**ИСХОДНЫЕ ДАННЫЕ:**
--------------------------------
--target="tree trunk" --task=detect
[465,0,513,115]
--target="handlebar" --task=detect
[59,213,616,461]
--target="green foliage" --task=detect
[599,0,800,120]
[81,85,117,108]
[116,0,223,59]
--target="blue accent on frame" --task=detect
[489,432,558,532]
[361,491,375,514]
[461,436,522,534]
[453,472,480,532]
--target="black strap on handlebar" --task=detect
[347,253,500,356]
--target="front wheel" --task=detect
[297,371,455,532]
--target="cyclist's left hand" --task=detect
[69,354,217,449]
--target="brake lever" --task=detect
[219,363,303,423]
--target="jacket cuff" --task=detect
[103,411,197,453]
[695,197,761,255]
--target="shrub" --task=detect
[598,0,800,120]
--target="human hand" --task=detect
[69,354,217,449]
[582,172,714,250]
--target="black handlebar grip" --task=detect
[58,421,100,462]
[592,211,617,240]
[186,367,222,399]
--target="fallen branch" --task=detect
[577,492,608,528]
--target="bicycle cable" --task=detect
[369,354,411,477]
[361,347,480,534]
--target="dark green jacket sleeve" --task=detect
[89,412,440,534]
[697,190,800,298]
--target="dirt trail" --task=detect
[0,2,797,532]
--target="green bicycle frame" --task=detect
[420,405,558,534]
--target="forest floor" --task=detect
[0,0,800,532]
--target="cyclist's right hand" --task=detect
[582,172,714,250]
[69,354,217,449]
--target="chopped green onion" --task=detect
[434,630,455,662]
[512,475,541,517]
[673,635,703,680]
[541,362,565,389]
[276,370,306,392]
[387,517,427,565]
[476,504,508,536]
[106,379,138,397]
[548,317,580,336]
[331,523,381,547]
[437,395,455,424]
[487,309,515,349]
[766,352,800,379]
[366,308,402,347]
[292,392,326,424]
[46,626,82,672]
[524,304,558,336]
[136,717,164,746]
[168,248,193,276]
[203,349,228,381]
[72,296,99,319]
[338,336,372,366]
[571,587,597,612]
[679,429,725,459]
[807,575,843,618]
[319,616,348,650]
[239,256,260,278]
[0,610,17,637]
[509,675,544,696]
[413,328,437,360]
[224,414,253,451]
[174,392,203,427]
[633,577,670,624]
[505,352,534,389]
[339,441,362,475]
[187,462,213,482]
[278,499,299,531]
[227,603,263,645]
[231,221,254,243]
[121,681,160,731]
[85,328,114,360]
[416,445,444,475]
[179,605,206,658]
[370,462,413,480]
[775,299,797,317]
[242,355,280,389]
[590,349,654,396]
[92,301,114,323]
--------------------------------
**ОПИСАНИЕ ЗАДАНИЯ:** Приведите из списка выше все строки, где встречается слово «cyclist».

**ОТВЕТ К ЗАДАНИЮ:**
--target="cyclist's left hand" --task=detect
--target="cyclist's right hand" --task=detect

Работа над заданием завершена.